Comment s'est effectuée la création du label ?
Le plus naturellement du monde : nous avons eu simultanément l'opportunité d'avoir un contrat de distribution au niveau national pour tous nos artistes à venir, l'envie commune de se professionnaliser dans le domaine de la musique, et des disques à sortir ! Tout ça début 2004. Nous avons alors choisi d'arrêter nos jobs respectifs pour monter cette structure, s'y investir à temps plein, et tenter l'aventure de l'indépendance. {multithumb thumb_width=500 thumb_height=350}
Quel a été votre parcours pour en arriver là ?
La création de Jerkov est la suite logique de nos rencontres. En 2000, Matthieu et moi-même étions (et sommes toujours) membres de 2 des trois groupes fondateurs du collectif Toulousain Antistatic, Psykup et Delicatessen. Mathieu est bénévole pour Antistatic, et a été rédacteur en chef de notre fanzine « LA REACTION POSITIVE » pendant quelques années. Au fil du temps, du développement des groupes, et des rencontres, l'envie de proposer un label qui correspondrait à nos attentes a émergé peu à peu.
Que représente un label comme Jerkov dans l'industrie musicale ? (niveau humain / financier/ etc…)
En terme de chiffre, pas grand'chose je pense, il faut être honnête. Petit chiffre d'affaire, 3 personnes, bref, une paille dans l'industrie musicale si on nous compare aux majors du disque.
En revanche, dans le milieu indépendant, et malgré la jeunesse de notre structure, nous avons en peu de temps réussi à acquérir une bonne crédibilité, notamment par la qualité de nos artistes. Le choix artistique est prédominant pour nous, et reste le fil conducteur de nos choix en terme de signatures, même si bien sûr, des critères de rentabilité sont à prendre en compte pour qu'on puisse continuer à exister.
Est-ce que le fait que Jerkov soit une petite structure vous oblige à être beaucoup plus polyvalent dans votre travail ? (c'est-à-dire : devez vous jouer plusieurs rôles au sein de l'entreprise ? attaché de presse, gestionnaire, etc….)
Aujourd'hui, le label est constitué de 3 personnes, qui ont chacune une activité bien distincte, même si bien entendu nous sommes tous amenés à soutenir l'un ou l'autre dans ses activités parfois.
···
_OBJECTIFS_
#1 Recopiez mot pour mot le passage de l'entretien sur le label Jerkov qui commence aux mots "Que représente un" et s'arrête après les mots "majors du disque.".
#2 Relevez, s'il vous plaît, chaque ligne des entrées qui contient le mot "hand" et recopiez-la ; la casse compte.
L'entretien et les entrées n'ont aucun lien entre eux.
···
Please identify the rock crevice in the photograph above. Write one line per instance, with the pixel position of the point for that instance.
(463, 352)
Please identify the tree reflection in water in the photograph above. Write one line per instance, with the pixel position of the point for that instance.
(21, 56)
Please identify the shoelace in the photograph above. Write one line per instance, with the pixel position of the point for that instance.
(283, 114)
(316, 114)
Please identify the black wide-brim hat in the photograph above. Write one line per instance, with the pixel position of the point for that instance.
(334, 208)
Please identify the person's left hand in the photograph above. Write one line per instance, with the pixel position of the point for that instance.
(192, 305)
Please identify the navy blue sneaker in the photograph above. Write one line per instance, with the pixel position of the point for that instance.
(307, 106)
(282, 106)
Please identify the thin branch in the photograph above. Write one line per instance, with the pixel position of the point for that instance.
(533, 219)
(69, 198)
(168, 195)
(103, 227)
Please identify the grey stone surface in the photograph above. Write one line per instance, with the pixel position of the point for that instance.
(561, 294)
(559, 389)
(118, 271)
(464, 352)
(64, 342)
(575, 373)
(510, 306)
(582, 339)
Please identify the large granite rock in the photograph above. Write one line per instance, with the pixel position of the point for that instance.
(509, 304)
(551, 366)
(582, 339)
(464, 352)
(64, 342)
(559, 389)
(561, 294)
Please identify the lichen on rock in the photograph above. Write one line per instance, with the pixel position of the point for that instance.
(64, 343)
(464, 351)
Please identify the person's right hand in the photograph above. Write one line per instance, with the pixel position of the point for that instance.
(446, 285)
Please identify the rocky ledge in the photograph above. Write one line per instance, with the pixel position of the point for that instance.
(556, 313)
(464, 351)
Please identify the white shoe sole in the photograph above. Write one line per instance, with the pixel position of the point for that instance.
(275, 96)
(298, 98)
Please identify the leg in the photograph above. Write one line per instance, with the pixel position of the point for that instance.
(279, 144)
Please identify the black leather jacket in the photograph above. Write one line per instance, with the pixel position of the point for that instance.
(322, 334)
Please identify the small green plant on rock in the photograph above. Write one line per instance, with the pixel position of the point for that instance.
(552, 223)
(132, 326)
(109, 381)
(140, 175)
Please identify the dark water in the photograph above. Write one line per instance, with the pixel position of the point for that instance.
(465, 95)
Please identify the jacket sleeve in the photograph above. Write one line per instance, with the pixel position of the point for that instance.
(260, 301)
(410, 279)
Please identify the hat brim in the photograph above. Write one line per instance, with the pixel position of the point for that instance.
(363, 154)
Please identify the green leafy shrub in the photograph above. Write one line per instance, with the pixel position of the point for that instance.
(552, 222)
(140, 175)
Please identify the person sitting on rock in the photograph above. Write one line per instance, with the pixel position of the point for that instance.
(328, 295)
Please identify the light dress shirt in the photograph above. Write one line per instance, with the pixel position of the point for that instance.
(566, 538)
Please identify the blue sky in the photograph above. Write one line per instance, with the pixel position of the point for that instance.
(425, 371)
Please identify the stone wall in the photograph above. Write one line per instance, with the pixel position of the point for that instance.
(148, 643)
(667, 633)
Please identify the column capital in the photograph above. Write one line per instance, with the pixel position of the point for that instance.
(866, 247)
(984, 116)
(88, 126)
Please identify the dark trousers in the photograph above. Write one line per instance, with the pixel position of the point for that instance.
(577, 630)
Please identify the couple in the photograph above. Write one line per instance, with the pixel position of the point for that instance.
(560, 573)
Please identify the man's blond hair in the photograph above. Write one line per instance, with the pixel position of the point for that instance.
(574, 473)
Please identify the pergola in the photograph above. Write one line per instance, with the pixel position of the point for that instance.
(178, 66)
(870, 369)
···
_RÉPONSES ATTENDUES_
#1
Que représente un label comme Jerkov dans l'industrie musicale ? (niveau humain / financier/ etc…)
En terme de chiffre, pas grand'chose je pense, il faut être honnête. Petit chiffre d'affaire, 3 personnes, bref, une paille dans l'industrie musicale si on nous compare aux majors du disque.

#2
Please identify the person's left hand in the photograph above. Write one line per instance, with the pixel position of the point for that instance.
Please identify the person's right hand in the photograph above. Write one line per instance, with the pixel position of the point for that instance.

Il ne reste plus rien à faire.